Because the lines must stay identical, write out the data without changing anything.

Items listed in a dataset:
++++++++++++++++++++

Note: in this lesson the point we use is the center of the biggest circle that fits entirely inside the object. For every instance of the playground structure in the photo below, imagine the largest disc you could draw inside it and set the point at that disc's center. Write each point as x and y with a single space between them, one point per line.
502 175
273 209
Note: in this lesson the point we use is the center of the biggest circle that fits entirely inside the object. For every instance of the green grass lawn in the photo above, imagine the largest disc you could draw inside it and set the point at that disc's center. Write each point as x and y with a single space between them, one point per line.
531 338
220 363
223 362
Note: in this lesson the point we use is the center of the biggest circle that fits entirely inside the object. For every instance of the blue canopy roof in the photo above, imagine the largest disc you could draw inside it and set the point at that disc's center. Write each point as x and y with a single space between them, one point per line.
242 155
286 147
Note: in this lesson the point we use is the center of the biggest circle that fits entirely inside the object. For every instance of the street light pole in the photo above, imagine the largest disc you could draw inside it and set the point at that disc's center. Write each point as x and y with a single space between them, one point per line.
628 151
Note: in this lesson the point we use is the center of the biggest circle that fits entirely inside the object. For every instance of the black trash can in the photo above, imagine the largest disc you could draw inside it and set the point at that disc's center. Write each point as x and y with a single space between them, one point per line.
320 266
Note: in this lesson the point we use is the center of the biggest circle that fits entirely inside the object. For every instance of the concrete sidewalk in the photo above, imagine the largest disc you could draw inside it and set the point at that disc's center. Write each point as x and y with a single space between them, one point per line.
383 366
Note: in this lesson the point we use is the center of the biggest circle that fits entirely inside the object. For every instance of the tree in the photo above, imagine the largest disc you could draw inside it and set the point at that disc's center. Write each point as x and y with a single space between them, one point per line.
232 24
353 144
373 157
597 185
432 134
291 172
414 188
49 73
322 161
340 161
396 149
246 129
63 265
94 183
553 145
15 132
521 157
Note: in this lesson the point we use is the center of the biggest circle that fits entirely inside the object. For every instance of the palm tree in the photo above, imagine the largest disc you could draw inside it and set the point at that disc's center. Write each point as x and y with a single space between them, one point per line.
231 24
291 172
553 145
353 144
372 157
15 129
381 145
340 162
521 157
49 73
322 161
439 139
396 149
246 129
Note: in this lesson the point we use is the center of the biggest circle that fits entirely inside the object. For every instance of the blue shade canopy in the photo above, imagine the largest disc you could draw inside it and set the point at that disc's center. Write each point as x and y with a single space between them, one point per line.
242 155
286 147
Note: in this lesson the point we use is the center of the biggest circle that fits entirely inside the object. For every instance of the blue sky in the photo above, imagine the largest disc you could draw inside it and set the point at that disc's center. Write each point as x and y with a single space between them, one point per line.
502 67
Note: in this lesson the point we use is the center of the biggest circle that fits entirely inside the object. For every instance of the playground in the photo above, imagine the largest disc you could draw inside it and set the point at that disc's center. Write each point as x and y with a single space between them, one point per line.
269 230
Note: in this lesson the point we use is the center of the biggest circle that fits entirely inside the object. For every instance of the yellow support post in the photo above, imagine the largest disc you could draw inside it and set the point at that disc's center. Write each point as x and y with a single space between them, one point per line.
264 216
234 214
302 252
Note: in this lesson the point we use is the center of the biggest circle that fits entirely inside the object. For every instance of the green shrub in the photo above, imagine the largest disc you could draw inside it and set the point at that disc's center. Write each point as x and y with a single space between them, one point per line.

++++++++++++++++++++

RESULT OF THE TASK:
Note: in this lesson the point we use is the center of the biggest circle that fits entirely inside the object. For every instance of the playground structure in the photo below, imagine the largest disc you could draw inside it and set the point at that disc's center. Write each point as x and y with a single space between them, one point per line.
502 175
273 209
Note: in this lesson the point we use is the center of the biggest circle that fits entirely inside the object. For every instance of the green grass lawn in the photo above, imagine the largest disc you could draw inside it and set the point at that disc's center. Write each point as x and y with a single space between them, one point per line.
531 338
220 363
223 362
Note: in this lesson the point we use is the center of the biggest circle that fits entirely inside the object. For every instance of the blue canopy roof in the photo above, imagine the largest disc you could draw inside it and set the point at that disc's center. Write each point as x and y with a single space between them, one point per line.
242 155
286 147
Note: in this lesson the point we use is the center of the biggest circle that fits entirely inside the object. For every instance of the street light pole in the photo above, imagine the largest disc you could draw inside it and set the point at that disc's center. Write each point as x and y with a single space between them, one point per line.
628 151
Note: in this lesson the point we use is the center of the biggest circle that fits entirely inside the object. For every instance of the black trash can in the photo above, imagine the largest disc you could draw inside it and set the point at that disc's center. Write each point as x and y with a single space between them, one point per line.
320 266
Note: in this lesson the point we use is the center of the biggest circle that fits entirely inside the object. For every instance of the concrete sidewalk in the photo above, imagine the largest disc you could draw inside it and set the point at that disc's center. Write each point as x and y with a single space between them, one point per line.
383 366
Note: in this lesson the point we use is the center of the biggest circle that fits entirely inside the object. For every instance of the tree in the photo above, imagine the largest disc you could draw inside it and set the point at that disc's center. Write each point as x and y with a single space between them, one point per line.
232 24
353 144
373 157
597 185
432 134
291 172
414 188
49 73
322 161
340 161
396 149
246 129
63 265
94 183
553 145
15 132
521 157
Note: in this lesson the point we use is the center of the biggest circle that fits entirely inside the object. For every instance of the palm tree in the photo above, imagine the largest disc you could draw inside it and set the point at that disc's center. Write each point as x and y with a single space between them, one point per line.
231 24
291 172
553 145
353 144
372 157
15 129
381 145
340 162
521 157
49 73
322 161
439 139
396 149
246 129
Note: in this lesson the point we use is the center of the biggest circle that fits entirely inside the object. For every instance of the blue shade canopy in the photo above, imagine the largest disc you could draw inside it and set the point at that disc's center. Write each point as x and y with a single space between them, one point per line.
242 155
286 147
Note: in this lesson the point we use is the center of the biggest circle that fits entirely inside the object. For every instance of the blue sky in the photo above, imagine the largest disc you could draw inside it and set the point at that disc's center. Write each point as x and y with a single space between them, one point per line.
502 67
Note: in this lesson the point we use is the center of the biggest circle that fits entirely inside the object. For every instance of the playground in the photo above, imagine the largest disc you could draw inside it and set the point at that disc's center. Write each point as x and y with a single space between them, one point per line.
269 230
Note: in this lesson the point we use is the center of the biggest circle that fits entirely inside the object. For every instance of the yellow support post in the photo above, imagine the largest disc you could draw inside it and set the point at that disc's center. Write each point as x and y with a single space between them, one point per line.
264 216
234 214
302 252
Note: in this lesson the point we use is the center of the biggest circle that fits entirely inside the object. For every instance of the green shrub in the photo above, imagine the largest disc you could draw inside it and set the point at that disc's center. Write each point as x and y with a single space between them, one point per line.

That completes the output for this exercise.